▶ Task instructions
Look for "black" in the records and copy every line that has it.

Records from a dataset
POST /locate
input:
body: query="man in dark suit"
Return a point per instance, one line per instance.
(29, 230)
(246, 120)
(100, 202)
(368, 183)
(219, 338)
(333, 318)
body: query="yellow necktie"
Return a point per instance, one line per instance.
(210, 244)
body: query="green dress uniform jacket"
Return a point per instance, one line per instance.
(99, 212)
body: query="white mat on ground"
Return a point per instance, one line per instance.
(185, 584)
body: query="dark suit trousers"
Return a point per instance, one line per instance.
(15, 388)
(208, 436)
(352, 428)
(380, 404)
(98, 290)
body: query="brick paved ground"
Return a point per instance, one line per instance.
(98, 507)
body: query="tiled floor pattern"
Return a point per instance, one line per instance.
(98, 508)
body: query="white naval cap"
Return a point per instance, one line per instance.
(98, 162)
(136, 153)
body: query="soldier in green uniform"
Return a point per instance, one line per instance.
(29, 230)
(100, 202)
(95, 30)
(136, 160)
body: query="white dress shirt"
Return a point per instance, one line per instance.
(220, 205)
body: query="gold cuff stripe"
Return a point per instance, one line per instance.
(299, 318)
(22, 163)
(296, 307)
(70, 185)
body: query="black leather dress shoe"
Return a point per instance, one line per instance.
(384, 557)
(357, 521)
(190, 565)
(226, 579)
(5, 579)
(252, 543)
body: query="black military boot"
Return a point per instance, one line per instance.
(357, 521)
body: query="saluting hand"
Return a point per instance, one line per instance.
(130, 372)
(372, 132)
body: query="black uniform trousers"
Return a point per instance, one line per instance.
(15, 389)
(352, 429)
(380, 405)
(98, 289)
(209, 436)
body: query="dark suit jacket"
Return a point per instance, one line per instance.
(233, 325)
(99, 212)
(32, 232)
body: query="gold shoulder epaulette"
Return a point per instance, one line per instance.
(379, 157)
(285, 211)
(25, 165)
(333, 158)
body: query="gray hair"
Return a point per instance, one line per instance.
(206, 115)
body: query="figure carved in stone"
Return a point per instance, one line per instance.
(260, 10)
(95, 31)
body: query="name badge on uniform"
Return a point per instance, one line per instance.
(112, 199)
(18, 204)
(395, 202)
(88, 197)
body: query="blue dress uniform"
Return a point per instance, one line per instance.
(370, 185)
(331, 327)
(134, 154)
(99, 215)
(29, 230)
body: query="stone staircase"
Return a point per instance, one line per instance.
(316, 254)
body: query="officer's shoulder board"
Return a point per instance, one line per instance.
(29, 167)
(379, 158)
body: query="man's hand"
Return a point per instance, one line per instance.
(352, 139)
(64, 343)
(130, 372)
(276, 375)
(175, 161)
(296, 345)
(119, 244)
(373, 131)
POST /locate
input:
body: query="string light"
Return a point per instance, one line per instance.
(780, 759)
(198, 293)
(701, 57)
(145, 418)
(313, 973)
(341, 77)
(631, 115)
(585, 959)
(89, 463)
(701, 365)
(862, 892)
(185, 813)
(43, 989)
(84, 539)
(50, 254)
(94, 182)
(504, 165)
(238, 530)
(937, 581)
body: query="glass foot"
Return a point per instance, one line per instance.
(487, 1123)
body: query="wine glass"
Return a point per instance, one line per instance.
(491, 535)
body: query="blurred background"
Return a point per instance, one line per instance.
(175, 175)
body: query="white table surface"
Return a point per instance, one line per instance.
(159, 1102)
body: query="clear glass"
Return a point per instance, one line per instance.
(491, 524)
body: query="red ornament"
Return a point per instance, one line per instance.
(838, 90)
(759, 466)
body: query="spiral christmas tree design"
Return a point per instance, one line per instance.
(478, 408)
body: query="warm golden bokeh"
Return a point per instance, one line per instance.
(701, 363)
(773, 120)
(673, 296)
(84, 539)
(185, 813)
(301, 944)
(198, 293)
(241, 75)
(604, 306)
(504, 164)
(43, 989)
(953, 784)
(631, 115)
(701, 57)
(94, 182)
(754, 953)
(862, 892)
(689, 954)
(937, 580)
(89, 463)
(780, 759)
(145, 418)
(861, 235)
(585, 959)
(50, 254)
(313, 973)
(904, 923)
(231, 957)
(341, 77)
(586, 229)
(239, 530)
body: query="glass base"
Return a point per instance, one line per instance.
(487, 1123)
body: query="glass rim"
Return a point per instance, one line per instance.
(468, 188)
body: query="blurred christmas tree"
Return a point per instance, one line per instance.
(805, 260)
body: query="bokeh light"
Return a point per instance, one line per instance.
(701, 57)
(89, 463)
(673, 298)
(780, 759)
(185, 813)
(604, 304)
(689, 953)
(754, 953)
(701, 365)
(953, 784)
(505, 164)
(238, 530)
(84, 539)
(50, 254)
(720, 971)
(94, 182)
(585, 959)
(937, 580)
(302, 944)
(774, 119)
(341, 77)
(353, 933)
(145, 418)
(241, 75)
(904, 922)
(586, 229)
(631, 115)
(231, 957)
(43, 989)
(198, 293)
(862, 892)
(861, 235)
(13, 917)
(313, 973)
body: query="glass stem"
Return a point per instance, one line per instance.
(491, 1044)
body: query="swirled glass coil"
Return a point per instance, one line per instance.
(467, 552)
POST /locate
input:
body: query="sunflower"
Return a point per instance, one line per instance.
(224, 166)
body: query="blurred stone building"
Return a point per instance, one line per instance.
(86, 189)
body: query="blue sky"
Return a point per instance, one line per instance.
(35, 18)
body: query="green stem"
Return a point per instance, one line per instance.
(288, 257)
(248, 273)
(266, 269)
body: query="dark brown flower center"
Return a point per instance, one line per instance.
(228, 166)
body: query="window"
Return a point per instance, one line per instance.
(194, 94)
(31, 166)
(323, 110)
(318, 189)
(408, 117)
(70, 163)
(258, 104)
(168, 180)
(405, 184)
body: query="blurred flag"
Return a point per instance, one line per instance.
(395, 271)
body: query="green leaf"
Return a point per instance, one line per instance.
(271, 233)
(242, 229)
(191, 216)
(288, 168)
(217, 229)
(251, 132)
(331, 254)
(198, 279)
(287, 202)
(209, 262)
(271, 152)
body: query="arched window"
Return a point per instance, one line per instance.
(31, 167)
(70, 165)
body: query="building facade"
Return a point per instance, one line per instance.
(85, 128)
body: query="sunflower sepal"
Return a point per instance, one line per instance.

▶ Exercise result
body: query="black leather dress shoe"
body: query="black military boot"
body: query="black uniform trousers"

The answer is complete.